◆ WHAT IS REQUIRED
List every line in this data where the string "below" occurs.

◆ PROVIDED MATERIAL
*** Begin section ***

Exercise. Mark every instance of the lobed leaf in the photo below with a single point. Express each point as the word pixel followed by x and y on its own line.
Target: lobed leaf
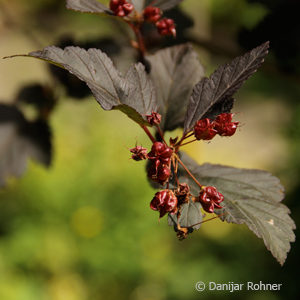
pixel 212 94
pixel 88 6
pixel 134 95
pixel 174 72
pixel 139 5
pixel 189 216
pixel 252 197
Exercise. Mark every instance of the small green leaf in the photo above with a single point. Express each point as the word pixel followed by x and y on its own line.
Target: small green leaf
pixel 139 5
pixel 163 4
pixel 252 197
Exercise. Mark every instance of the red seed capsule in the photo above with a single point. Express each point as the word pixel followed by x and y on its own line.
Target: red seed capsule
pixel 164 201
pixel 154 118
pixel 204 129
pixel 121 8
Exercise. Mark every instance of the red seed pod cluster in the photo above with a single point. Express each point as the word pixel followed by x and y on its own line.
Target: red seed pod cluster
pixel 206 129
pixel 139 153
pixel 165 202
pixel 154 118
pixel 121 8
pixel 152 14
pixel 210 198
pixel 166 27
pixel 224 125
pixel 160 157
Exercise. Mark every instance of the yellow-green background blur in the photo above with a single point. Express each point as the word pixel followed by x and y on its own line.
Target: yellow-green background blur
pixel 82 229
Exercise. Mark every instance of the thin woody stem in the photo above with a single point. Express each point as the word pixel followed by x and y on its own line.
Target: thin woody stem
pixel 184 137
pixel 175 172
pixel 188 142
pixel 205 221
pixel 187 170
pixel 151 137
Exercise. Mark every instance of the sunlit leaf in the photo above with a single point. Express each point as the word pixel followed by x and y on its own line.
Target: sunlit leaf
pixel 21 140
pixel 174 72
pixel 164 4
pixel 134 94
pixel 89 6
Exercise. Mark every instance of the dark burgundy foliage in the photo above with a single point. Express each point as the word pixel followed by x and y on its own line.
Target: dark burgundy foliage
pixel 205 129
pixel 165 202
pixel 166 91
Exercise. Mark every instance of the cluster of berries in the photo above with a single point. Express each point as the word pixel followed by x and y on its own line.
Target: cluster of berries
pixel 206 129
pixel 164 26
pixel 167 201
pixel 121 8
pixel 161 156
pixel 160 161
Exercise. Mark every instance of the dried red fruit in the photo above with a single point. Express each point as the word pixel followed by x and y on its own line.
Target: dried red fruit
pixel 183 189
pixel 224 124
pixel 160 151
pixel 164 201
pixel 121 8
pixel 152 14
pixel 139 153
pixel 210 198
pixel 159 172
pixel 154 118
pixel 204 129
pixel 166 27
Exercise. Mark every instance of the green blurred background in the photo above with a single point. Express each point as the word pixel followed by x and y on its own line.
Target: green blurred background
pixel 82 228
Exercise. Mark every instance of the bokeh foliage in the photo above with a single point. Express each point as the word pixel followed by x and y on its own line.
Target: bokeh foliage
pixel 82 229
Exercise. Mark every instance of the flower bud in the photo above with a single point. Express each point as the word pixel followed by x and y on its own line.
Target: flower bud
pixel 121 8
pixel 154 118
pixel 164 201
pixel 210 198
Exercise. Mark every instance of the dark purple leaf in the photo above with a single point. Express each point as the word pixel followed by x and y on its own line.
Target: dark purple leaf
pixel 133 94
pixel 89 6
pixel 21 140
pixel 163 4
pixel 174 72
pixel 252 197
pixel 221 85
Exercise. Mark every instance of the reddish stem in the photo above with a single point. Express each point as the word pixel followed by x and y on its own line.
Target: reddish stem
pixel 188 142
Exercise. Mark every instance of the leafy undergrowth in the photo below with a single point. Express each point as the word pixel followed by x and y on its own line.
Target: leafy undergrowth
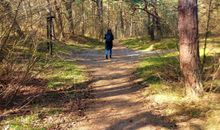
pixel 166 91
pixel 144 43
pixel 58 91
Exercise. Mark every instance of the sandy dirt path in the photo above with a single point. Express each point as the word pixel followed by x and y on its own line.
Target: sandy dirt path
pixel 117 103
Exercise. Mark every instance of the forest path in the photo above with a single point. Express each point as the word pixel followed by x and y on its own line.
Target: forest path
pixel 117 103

*** End section ***
*** Begin section ***

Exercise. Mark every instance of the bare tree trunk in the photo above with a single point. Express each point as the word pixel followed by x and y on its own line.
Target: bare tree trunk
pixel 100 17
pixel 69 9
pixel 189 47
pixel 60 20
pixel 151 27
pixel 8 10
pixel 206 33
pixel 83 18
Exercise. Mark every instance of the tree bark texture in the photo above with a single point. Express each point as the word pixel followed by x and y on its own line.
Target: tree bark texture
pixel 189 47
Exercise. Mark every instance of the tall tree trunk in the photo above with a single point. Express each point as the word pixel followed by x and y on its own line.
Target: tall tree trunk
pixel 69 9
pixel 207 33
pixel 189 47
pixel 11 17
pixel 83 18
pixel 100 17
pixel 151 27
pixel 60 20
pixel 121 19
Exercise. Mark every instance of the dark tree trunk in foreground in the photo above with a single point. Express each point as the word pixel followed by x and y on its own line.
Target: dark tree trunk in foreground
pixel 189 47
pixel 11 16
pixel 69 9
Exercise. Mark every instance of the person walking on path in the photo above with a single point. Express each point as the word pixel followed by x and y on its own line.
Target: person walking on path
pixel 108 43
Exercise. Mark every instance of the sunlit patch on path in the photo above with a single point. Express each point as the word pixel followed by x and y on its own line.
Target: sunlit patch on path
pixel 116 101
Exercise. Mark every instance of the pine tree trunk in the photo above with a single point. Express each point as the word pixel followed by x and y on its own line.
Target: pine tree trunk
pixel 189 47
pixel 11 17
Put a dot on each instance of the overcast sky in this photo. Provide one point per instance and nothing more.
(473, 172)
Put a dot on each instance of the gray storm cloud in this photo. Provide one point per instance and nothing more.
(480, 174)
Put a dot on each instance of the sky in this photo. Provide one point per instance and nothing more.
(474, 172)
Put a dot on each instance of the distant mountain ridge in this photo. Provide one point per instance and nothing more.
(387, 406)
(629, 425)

*** End section ***

◆ EXERCISE OUTPUT
Exercise. Mark every instance of the lobed leaf in the photo below with a single point. Express each point as the word pixel followed by x and y on its own line.
Exercise. Mark every instance of the leafy undergrowth in the photo below with a single point. Express each point as the word pixel followed by x and y on its own line.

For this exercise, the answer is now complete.